#### [INSTRUCTION 1]
On the IBM Match 360 page, which user group must you belong to in order to add, map, and publish data assets into a master data instance?
#### [INSTRUCTION 2]
List every section title that the IBM Match 360 page gives under "In this topic:".

#### [SUPPLIED TEXT]
Adding data and mapping it to your data model (IBM Match 360)
Each data source or asset must be mapped and published into the data model before it can be used in IBM Match 360 functions such as matching.
- Required permissions
- To add, map, and publish data assets into a master data instance, you must be a member of the DataEngineer user group for the IBM Match 360 service.
- If you are working with a governed catalog, you can only view or add catalog assets of which you are the data asset owner.
IBM Match 360 includes a powerful automapping capability that removes the need for data engineers to manually map each column of data into the model. The automapping feature detects, analyzes, and categorizes each column of data to the corresponding attributes or fields in the data model. Before you can run automapping, you must profile your data. Profiling analyzes and classifies your data to enable the automapping process to take place.
Profiling and automapping is only supported for person and organization record types. For other types of records, manually map your columns to the data model.
In this topic:
- Adding record data from a flat data file
- Adding data or sources through your project
- Mapping your data into the data model
- Applying a mapping pattern to a data asset
- Adding relationship data from a flat data file
- Publishing sample data
Adding record data from a flat data file
To add record data into IBM Match 360 from a CSV or TSV data file:
-
From the navigation menu, click Data setup to open the Data setup screen. Click Start with data assets or select the Assets tab.
-
Click the Upload asset to project icon in the action bar.
-
From the Data panel that opens, choose whether to add data by upload, from the project, or from the catalog. To upload a data file, choose Load.
-
On your local computer, select a flat data file in CSV or TSV format and drag it into the Data panel. When the file finishes uploading, it is added to your assets summary list.
-
On the Assets tab, use the assets summary table to review the details of your newly added asset and the other data assets in the system.
If your asset does not have any information in the Asset content column, you must define the type of data that the asset contains, such as a specific record type. It is important to assign the correct content type to each asset so that IBM Match 360 can find the part of the data model that best fits the data. Assets that do not have an asset content type defined have a Missing asset data type status. You cannot map an asset without first defining its content type.
To define an asset's content type, select it from the drop-down list in the record's Asset content column. The asset's status changes to Ready-for-mapping.
If an appropriate data type is not in the asset content list, then you might have to customize your data model. For more information, see Customizing your data model.
Next step: Map your data into the data model
Adding data or sources through your project
You can add data assets, sources, or connections to IBM Match 360 through your project.
You can use IBM Match 360 as a connected data source or target. For information about setting up and using the IBM Match 360 connection, see IBM Match 360 connection.

#### [DATA ROWS]
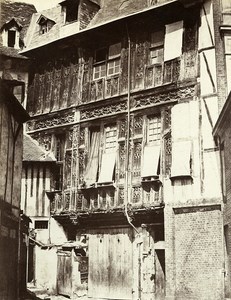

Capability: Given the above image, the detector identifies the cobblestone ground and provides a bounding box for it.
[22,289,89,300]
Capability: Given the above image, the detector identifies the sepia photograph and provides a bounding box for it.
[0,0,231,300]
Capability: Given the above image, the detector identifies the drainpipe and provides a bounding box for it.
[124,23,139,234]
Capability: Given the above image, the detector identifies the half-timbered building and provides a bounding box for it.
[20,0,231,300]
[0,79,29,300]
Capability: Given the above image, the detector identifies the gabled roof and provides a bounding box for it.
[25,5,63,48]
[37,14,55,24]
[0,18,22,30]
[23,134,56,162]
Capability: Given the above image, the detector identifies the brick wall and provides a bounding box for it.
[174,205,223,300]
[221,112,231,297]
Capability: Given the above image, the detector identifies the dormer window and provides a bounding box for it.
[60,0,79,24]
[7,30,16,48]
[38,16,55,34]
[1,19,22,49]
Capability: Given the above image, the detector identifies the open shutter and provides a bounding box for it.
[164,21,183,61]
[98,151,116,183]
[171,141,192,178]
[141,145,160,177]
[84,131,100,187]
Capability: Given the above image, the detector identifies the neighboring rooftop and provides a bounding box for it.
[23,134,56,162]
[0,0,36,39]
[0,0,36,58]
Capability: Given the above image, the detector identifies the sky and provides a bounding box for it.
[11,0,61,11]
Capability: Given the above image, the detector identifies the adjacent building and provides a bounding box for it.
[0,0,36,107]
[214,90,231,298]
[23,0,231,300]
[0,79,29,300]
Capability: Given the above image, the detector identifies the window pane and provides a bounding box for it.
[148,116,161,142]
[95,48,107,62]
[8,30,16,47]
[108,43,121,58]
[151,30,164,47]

#### [WRITTEN SOLUTION 1]
The DataEngineer user group for the IBM Match 360 service.

#### [WRITTEN SOLUTION 2]
- Adding record data from a flat data file
- Adding data or sources through your project
- Mapping your data into the data model
- Applying a mapping pattern to a data asset
- Adding relationship data from a flat data file
- Publishing sample data